= Task details =
From the line with "Please drop a marker on the runway" through the final line, please write out the listing exactly, including both of those lines.

= Task material =
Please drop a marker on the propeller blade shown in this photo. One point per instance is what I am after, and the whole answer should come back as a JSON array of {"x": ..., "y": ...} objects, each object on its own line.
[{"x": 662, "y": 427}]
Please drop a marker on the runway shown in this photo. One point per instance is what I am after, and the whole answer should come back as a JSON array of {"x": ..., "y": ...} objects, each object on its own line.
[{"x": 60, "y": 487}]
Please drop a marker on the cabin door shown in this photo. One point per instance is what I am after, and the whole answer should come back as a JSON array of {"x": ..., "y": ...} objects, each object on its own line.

= Finished task =
Please drop a marker on the runway shown in this photo. One point per instance is what I am after, and the whole answer should come back as a JSON array of {"x": ..., "y": ...} objects, each object on its own line.
[{"x": 60, "y": 487}]
Please drop a marker on the cabin door shown in this photo. One point per instance is what I am after, and the whole answer should come back as a JSON array of {"x": ..., "y": ...} objects, each object on its own line.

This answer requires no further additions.